### Selected passage
In one short, decisive war in 1898, Spain lost what remained of her American and Pacific colonies. Whatever the Spanish-American war represents for the United States, in a larger, Western perspective it clearly marks a decisive point in the ongoing process of decolonization. To be sure, it was not the first time that a European power had lost a colony. But it was the first time, and not the last, that the loss of colonies or the costs of the struggle to hold them became the central issue in the internal politics of a European power. In this sense, Spain was “very twentieth century.”

¶12

Defeat in 1898 had a deep, lasting effect on domestic Spanish public affairs. A profound rift opened within the politically active parts of the population. The defeat destroyed Spain’s pretensions to inclusion among the world powers; and as Spain's mission in world politics collapsed, so did the rationale for the established allocation of power and prestige among competing groups within Spain. The military, the monarchy, wealthy landowners, and a conservative Church were shown to have been living on illusions; their national function was fundamentally called into question. New claimants to power—progressive entrepreneurs, organized labor, intellectuals—stopped looking on the given order as established, fixed; sensing its weaknesses, they made a call for radical change. The war of 1898 induced a great gulf between those who wanted to preserve the national priorities that had been set during Spain’s long imperial era and those who wanted to change those priorities to take account of Spain’s real condition. This gulf has not yet been bridged.

¶13

Ortega’s political thought was a sustained effort to solve the national crisis that developed with the collapse of Spain's imperial mission. Although a child of the old order, having been bom into an upper middle-class Madrid family, he became a leading spokesman for those who sought to renovate Spain, replacing outworn forms with vital, new institutions. As his Escritos politicos indicate, Ortega’s renovative effort had two sides: a sharp shift of resources away from the army, the Church, and the well-to-do into education, social welfare, and economic development, as well as a fundamental, national effort to reconstitute Spanish public life, an effort based on a recognition that several important groups no longer recognized the established authorities as legitimate.

### Listed records
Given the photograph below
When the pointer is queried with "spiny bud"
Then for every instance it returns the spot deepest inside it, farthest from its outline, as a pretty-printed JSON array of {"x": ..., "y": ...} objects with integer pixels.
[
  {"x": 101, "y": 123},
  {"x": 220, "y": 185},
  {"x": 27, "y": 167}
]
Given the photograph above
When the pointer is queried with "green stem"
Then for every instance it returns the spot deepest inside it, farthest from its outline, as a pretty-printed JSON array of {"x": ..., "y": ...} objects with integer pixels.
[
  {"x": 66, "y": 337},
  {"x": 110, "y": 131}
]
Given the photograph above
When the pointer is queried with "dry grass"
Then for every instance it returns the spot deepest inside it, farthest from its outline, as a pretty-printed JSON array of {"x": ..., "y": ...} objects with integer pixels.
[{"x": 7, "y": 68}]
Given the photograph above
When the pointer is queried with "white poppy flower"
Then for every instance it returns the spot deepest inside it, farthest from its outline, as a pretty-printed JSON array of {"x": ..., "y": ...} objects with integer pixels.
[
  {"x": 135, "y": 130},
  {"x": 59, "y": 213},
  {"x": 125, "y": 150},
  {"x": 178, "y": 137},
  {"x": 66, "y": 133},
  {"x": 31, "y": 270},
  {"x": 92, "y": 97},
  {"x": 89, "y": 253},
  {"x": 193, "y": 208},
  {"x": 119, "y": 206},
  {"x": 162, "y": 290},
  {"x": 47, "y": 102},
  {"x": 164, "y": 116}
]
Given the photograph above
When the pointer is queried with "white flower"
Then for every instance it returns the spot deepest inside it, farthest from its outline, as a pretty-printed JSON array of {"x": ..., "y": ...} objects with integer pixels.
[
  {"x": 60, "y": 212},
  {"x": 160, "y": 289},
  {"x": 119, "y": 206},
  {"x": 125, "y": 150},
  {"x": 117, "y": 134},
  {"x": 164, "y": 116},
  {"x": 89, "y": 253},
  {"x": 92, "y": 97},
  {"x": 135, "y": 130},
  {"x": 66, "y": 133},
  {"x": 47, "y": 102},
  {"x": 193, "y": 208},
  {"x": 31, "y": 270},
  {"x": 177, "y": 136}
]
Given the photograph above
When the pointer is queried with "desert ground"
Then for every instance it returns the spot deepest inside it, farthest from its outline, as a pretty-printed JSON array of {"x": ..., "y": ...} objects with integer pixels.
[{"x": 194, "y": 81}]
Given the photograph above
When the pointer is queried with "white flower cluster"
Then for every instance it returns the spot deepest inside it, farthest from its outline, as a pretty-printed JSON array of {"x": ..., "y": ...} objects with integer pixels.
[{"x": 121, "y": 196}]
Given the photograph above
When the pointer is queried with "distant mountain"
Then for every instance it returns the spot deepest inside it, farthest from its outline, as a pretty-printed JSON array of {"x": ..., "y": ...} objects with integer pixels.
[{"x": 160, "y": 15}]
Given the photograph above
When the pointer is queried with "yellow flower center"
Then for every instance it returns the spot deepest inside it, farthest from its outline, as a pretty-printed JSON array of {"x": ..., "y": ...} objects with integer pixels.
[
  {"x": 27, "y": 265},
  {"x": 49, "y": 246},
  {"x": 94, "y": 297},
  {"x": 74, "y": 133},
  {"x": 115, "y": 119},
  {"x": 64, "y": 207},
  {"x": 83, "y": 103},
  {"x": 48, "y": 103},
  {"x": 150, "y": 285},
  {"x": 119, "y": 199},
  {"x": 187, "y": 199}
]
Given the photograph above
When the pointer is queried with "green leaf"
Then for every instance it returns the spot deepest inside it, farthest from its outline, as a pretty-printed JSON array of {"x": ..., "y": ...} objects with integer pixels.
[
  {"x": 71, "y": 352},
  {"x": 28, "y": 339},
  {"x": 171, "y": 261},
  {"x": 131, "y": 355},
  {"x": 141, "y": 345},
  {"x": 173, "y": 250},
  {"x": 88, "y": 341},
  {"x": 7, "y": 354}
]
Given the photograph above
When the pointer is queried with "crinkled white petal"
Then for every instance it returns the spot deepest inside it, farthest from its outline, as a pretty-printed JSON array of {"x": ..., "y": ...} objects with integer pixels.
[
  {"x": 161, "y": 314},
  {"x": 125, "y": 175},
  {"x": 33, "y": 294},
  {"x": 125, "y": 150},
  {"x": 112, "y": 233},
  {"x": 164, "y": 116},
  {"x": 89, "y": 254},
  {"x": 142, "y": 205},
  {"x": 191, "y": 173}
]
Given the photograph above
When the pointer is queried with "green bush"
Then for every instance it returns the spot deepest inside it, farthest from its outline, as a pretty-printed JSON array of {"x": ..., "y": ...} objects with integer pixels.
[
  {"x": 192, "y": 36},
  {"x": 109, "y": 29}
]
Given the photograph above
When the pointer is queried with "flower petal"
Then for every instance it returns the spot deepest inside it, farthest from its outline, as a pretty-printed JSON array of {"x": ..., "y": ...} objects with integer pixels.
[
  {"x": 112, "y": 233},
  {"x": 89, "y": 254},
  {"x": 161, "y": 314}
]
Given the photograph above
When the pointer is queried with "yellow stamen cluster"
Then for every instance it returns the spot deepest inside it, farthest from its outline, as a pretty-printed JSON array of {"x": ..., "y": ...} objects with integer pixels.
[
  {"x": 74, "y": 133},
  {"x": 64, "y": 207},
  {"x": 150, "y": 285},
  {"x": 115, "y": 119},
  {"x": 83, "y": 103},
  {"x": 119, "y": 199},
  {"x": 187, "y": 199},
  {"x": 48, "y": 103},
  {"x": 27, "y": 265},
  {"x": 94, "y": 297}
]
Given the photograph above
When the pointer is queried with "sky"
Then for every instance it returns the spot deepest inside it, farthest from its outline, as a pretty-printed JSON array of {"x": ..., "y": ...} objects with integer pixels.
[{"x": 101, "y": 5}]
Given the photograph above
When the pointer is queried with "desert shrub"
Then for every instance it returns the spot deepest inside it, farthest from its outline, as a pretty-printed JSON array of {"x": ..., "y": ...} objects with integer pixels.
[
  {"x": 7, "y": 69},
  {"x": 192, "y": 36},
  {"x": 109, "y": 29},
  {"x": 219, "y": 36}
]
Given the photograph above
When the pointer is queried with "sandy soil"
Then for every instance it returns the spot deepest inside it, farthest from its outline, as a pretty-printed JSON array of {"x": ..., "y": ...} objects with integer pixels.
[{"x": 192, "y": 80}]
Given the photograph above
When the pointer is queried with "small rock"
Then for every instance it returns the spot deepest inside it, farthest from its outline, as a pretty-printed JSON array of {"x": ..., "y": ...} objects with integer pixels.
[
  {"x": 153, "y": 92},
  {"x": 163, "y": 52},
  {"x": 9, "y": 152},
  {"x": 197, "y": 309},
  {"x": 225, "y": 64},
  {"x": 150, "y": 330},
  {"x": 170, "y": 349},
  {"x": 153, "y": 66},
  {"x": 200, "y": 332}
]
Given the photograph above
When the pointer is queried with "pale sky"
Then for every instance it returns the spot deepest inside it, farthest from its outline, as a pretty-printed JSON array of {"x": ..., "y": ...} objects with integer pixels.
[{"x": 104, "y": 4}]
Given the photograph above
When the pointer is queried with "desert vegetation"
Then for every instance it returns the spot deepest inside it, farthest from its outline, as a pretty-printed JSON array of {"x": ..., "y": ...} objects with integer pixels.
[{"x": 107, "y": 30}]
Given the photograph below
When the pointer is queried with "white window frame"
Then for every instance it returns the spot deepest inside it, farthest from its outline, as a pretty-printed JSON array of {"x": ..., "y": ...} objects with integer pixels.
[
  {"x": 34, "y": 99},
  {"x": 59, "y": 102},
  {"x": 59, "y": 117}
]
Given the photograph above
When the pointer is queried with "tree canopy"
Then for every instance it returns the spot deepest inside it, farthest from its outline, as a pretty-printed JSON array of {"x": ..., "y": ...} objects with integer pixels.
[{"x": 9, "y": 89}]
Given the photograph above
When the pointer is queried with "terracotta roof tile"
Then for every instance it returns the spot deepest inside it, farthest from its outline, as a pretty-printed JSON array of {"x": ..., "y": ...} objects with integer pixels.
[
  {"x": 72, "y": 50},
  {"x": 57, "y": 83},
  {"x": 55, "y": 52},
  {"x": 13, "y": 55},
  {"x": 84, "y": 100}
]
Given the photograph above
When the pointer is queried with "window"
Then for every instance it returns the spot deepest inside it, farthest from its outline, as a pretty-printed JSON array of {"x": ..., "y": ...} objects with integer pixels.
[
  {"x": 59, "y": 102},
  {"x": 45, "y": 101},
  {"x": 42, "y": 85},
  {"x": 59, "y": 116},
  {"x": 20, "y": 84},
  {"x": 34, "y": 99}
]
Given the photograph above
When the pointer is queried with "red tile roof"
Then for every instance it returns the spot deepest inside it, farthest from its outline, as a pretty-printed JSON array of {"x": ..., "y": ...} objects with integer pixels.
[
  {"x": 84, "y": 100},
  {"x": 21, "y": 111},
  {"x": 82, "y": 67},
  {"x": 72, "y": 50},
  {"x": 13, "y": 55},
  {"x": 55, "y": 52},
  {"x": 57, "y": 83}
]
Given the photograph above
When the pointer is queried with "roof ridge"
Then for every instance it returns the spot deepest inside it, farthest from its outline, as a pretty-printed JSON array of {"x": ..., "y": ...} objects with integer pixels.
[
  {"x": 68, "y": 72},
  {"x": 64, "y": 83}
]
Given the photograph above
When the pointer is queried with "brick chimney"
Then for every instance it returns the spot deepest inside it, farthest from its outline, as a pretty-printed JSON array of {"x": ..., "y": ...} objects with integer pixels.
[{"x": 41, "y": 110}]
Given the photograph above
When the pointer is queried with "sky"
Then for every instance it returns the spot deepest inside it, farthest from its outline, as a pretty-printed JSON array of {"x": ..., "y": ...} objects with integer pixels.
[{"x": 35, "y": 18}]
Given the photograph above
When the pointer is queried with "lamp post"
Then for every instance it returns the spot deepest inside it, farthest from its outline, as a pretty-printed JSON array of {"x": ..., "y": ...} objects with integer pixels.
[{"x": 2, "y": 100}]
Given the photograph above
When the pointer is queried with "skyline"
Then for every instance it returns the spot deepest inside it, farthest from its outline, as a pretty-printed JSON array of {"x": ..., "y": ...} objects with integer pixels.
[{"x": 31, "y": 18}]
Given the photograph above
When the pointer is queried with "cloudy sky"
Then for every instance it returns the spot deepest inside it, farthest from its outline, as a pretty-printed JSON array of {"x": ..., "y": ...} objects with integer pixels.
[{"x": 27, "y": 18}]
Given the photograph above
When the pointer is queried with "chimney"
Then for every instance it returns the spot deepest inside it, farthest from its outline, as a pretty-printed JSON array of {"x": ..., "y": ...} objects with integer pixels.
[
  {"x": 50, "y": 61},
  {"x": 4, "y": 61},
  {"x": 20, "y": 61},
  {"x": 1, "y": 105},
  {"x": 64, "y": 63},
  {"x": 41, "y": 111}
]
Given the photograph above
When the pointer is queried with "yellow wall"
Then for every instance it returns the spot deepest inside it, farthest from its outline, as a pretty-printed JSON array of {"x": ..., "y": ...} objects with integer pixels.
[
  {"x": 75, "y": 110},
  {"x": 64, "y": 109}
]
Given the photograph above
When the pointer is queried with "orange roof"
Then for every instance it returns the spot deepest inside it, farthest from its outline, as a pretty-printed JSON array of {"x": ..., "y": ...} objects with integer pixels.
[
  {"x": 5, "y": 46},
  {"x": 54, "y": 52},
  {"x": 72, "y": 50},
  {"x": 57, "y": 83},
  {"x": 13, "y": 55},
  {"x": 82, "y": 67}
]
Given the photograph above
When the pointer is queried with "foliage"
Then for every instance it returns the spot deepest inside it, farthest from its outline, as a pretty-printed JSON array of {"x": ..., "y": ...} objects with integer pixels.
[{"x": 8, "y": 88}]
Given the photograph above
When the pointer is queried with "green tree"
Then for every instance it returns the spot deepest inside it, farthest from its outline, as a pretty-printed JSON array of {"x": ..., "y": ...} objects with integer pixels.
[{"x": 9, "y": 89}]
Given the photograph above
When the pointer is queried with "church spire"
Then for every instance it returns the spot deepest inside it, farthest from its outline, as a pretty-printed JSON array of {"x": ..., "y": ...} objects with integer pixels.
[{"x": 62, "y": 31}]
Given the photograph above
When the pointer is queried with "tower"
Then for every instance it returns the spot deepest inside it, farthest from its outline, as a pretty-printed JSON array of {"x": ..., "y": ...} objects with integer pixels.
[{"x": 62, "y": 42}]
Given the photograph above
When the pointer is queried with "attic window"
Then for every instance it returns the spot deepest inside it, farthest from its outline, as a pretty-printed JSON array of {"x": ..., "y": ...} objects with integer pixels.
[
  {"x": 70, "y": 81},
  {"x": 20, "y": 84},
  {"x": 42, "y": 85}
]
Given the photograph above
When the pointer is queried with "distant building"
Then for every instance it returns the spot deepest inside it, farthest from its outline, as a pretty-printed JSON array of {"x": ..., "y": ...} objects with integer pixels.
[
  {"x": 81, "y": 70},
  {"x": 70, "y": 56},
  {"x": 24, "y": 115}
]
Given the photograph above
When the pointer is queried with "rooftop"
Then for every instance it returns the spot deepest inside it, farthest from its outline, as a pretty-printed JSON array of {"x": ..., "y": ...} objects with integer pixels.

### Given problem
According to the passage on Spain's 1898 defeat, which new claimants to power called for radical change?

### Answer
Progressive entrepreneurs, organized labor, and intellectuals.